• Task requirements:
A – In the post on expanding a network with Linked-In, what phrase does the writer use to describe what Linked-In has become?
B – According to the post on expanding a network with Linked-In, why does the writer keep expanding the network? Answer in one to three sentences.

• Provided text:
Love to have a tool to help you drive the measure of effective reach and depth of your personal business network? Interested in how I use Linked-In for that?
Expanding your Network with Linked-In (Audio)
Building and expanding a network is a never ending activity, isn’t it? Do you have a tool or platform that you use as a basis to capture your network connections and drive your activities? I have learned to use Linked-In as a platform tool and as a catalyst to help the expansion of my network as well as to help me manage it. This platform helps to leverage visibility and exposure via your contacts (and theirs) and what they can facilitate for you and what you can do for them. What has your experience been with Linked-In?
It’s Who They Know…
I have found Linked-In to have become the “Facebook of Business”. It has credible critical mass across the globe. It embodies that the world has become a “village“ and that it is no longer: “it’s not what you know, but who you know…” but that this has been appended by “and it’s who they know… that matters”.
Everyone can see what a connection is all about “at a glance”. Set up correctly, it highlights key career achievements and areas of focus. I have found the recommendations very useful for my prospects to be able to read for themselves where and how my work with others could relate to them. Today Linked-In has become a tool of significance in many (if not most) organization’s recruitment activities. In my blog Hitting the ground running I speak of the due diligence necessary on an organization you are considering to pursue and how Linked-In can connect you to past and current people of relevance in that organization to answer the right questions before you make a commitment.
So What Do I Use Linked-In For?
- I keep expanding it to extend my reach. Remember that my network is an extension of my value proposition to my clients and prospects as well as to all my associates.

• Supplied information:
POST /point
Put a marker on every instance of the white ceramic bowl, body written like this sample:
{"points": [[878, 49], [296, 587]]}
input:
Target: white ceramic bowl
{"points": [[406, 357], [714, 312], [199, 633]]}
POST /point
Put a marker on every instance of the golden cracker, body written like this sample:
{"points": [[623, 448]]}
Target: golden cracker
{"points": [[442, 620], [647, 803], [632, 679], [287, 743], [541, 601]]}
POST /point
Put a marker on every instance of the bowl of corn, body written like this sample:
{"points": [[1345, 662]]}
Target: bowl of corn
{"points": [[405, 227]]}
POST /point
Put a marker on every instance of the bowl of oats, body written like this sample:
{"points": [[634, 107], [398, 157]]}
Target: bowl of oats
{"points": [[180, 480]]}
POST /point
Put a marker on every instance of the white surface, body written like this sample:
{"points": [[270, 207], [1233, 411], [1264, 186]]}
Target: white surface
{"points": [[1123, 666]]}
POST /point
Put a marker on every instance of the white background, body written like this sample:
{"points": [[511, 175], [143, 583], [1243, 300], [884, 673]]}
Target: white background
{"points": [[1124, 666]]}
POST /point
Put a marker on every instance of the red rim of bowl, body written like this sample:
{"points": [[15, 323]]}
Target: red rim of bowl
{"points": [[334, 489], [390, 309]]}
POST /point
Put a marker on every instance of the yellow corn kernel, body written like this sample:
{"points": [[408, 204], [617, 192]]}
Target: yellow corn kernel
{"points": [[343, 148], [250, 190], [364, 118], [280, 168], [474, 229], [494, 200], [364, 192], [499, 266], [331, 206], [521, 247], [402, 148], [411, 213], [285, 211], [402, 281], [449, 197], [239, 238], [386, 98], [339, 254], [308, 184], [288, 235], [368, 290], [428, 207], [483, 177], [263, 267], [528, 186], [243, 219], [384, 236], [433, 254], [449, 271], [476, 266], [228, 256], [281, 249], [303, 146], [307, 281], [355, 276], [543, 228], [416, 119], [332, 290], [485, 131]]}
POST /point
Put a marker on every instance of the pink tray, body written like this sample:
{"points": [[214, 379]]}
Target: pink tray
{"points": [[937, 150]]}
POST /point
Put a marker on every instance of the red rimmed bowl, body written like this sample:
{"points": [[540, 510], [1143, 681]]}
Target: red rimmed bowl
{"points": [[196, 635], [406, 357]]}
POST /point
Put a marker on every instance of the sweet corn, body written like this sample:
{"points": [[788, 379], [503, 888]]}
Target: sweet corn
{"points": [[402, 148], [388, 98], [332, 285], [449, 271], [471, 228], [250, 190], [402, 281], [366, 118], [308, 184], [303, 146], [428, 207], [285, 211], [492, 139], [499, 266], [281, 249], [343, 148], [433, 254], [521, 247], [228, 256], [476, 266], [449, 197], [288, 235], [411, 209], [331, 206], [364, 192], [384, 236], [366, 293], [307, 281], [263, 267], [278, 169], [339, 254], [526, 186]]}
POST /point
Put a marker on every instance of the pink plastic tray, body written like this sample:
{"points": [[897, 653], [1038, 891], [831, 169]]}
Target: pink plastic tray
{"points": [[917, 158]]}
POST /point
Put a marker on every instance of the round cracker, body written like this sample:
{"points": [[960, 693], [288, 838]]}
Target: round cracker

• Solutions below:
A – The "Facebook of Business."

B – The writer keeps expanding the network to extend their reach. The network is an extension of their value proposition to clients, prospects and associates.